**TASK GOAL:** Reproduce the part of the items that opens with the line containing "Would you mind marking the dragonfly compound" and runs through the end of the items, requests included. Multiply every point coordinate in the answers by 0.45 and round each to a whole number, rounding halves up.
---------- DATA FOR THIS TASK ----------
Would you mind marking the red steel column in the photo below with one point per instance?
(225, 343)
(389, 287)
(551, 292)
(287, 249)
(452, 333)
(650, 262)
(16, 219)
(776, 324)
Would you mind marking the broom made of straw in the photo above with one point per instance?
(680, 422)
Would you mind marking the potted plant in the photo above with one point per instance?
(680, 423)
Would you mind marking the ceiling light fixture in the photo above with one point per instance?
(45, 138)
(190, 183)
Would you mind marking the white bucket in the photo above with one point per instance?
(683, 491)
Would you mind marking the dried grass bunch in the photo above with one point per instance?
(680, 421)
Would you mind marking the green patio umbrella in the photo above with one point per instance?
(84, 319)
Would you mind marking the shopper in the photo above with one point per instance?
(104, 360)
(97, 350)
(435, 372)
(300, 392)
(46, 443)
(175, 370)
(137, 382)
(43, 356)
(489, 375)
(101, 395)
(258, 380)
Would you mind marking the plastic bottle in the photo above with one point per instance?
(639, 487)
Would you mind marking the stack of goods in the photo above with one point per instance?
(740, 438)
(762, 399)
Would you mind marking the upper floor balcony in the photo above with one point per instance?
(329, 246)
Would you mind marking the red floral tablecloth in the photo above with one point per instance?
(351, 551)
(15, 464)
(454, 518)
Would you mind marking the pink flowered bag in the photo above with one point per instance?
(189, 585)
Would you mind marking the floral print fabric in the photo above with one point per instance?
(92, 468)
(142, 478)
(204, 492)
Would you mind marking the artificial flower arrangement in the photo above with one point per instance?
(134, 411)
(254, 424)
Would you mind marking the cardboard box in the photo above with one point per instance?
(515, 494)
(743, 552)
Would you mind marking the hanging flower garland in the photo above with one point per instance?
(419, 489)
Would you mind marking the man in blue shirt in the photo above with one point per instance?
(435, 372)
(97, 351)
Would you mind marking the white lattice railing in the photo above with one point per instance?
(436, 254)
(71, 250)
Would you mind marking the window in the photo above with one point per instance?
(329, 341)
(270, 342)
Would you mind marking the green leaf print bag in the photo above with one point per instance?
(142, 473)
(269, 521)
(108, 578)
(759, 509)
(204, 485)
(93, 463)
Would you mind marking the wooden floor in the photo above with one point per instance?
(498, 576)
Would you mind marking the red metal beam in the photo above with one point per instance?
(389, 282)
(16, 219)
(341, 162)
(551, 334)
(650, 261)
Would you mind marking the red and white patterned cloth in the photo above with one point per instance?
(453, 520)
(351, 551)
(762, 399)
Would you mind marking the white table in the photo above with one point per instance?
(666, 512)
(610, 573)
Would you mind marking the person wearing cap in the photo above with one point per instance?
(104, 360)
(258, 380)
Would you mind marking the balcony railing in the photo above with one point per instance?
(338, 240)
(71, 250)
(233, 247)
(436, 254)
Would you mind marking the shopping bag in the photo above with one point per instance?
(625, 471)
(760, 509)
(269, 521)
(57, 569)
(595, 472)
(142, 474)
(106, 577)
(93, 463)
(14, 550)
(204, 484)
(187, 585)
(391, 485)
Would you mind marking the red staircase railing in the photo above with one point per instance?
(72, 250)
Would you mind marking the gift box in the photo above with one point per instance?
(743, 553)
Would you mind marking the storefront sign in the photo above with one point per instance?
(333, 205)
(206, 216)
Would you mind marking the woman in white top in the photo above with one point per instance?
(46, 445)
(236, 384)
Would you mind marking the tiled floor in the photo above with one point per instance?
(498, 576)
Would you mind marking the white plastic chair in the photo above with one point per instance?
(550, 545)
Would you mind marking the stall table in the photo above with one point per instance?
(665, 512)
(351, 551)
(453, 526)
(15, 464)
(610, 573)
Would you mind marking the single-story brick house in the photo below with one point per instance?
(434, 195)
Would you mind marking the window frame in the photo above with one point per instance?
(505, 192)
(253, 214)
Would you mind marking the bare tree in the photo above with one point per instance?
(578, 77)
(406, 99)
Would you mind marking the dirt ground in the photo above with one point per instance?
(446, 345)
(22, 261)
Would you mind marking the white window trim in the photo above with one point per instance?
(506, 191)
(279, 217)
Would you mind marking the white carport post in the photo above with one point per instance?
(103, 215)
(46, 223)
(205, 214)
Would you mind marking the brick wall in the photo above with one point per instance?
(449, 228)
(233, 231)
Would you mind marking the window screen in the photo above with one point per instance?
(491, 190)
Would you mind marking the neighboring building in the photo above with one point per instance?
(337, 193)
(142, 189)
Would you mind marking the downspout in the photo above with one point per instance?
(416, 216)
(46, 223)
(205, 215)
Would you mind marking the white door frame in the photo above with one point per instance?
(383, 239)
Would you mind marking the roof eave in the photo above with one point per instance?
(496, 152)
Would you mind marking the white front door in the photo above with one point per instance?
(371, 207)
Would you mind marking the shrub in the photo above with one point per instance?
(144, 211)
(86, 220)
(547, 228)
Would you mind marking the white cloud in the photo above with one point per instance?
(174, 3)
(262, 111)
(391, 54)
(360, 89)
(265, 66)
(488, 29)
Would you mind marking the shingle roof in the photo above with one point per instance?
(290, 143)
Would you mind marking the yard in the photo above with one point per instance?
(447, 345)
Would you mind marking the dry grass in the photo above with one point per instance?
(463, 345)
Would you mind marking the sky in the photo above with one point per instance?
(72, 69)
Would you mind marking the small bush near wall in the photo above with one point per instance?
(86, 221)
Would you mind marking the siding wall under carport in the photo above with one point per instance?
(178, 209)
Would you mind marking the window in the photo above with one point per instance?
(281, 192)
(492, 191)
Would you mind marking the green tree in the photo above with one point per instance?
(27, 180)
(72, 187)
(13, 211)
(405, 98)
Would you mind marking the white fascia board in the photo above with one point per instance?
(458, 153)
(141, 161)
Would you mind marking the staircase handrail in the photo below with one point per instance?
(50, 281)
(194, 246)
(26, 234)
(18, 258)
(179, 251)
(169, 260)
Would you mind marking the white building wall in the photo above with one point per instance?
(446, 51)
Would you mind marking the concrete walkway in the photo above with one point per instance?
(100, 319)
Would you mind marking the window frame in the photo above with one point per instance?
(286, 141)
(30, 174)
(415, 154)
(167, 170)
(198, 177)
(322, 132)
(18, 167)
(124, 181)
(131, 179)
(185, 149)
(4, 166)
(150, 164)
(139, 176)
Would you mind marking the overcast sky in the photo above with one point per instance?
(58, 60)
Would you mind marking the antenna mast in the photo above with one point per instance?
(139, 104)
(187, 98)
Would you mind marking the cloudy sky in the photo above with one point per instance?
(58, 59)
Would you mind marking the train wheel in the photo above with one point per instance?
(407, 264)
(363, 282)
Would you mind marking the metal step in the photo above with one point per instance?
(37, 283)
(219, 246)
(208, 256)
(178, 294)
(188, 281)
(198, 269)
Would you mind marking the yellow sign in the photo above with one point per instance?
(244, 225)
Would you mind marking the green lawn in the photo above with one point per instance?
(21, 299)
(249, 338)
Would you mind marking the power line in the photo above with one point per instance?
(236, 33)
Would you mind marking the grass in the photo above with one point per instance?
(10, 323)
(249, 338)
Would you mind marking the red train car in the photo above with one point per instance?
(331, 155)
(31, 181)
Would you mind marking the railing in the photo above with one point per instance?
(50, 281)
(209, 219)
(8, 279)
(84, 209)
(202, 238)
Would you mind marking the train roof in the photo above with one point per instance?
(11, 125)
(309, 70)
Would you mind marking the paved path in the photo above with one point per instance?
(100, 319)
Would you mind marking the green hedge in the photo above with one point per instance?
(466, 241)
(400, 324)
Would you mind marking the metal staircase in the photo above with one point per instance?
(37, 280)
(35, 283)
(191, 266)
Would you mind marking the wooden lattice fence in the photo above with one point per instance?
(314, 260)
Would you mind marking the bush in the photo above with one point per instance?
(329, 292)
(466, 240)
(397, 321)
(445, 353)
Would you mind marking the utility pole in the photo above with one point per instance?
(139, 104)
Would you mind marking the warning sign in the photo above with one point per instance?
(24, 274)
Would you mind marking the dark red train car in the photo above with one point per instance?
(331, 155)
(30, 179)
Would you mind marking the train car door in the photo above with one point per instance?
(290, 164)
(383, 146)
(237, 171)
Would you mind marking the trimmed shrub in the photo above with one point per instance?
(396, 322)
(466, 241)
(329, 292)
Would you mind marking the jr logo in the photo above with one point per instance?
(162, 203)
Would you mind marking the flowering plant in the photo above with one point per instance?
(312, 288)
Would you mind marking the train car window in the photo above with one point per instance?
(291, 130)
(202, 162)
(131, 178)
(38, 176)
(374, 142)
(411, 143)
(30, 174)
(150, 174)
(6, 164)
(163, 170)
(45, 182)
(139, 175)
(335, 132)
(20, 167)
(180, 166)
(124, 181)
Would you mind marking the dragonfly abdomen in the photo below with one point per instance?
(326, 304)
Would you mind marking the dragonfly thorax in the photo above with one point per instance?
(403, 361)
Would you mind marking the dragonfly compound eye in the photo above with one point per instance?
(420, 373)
----------
**CORRECT RESULT:**
Would you mind marking the dragonfly compound eye in the photo above with one point per instance?
(189, 168)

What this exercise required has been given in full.